Ochres, (Hist. nat. Minéral.) ochræ terræ metallicæ ; c’est ainsi qu’on nomme dans l’histoire naturelle des terres colorées & métalliques, formées par la décomposition des métaux qui se vitriolisent, tels que le fer, le cuivre & le zinc ; l’on voit par-là qu’il y a différentes especes d’ochres, & elles varient considérablement pour la couleur, pour la densité & par les autres terres étrangeres avec lesquelles elles sont mêlées.

L’ochre de fer doit être regardée comme une vraie mine de fer, dont on tire ce métal en y joignant une matiere inflammable qui lui rend le phlogistique qu’il avoit perdu. On trouve de l’ochre rouge que l’on nomme quelquefois rubrica ou ochre rouge naturelle ; l’ochre jaune ; elle est quelquefois d’un jaune de safran, d’autres fois elle est d’un jaune moins vif, elle est très-fine & colore les doigts ; on l’appelle quelquefois moëlle de pierre ; l’ochre brune est d’un brun plus ou moins foncé.

* [DONNÉES BRUTES]:
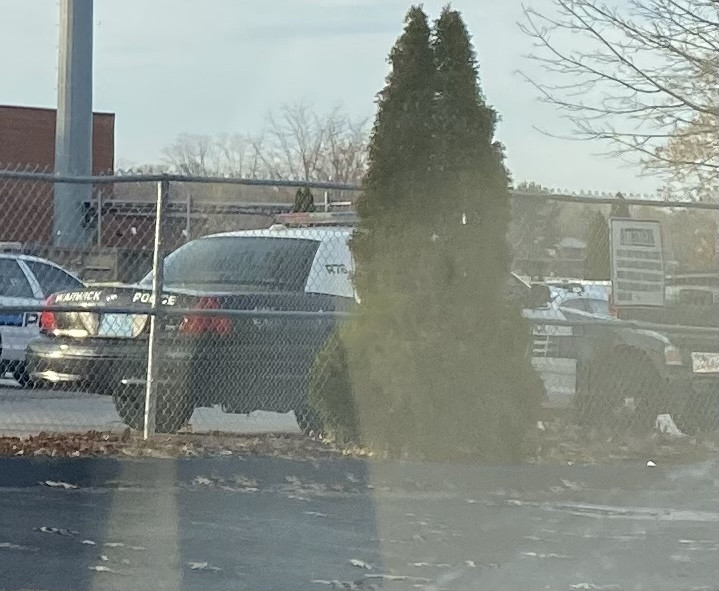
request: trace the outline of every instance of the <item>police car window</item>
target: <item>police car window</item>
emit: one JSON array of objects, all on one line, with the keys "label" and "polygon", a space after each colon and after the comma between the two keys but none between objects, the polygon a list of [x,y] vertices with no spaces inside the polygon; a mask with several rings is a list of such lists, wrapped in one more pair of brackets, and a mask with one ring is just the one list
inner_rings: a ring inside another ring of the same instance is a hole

* [LISTE DES TÂCHES]:
• 1. Selon l'article sur les ochres, quel autre nom donne-t-on parfois à l'ochre jaune ?
• 2. Traduisez en anglais cette phrase de l'article sur les ochres : « L’ochre de fer doit être regardée comme une vraie mine de fer, dont on tire ce métal en y joignant une matiere inflammable qui lui rend le phlogistique qu’il avoit perdu. »
• 3. Reproduisez à l'identique la partie de l'article sur les ochres qui débute par les mots « L’ochre de fer » et s'achève sur « ou moins foncé. ».
Le listing n'intervient en rien ici.

* [RÉPONSES]:
• 1. On l'appelle quelquefois moëlle de pierre.

• 2. Iron ochre should be regarded as a true iron ore, from which this metal is obtained by adding an inflammable substance that restores to it the phlogiston it had lost.

• 3.
L’ochre de fer doit être regardée comme une vraie mine de fer, dont on tire ce métal en y joignant une matiere inflammable qui lui rend le phlogistique qu’il avoit perdu. On trouve de l’ochre rouge que l’on nomme quelquefois rubrica ou ochre rouge naturelle ; l’ochre jaune ; elle est quelquefois d’un jaune de safran, d’autres fois elle est d’un jaune moins vif, elle est très-fine & colore les doigts ; on l’appelle quelquefois moëlle de pierre ; l’ochre brune est d’un brun plus ou moins foncé.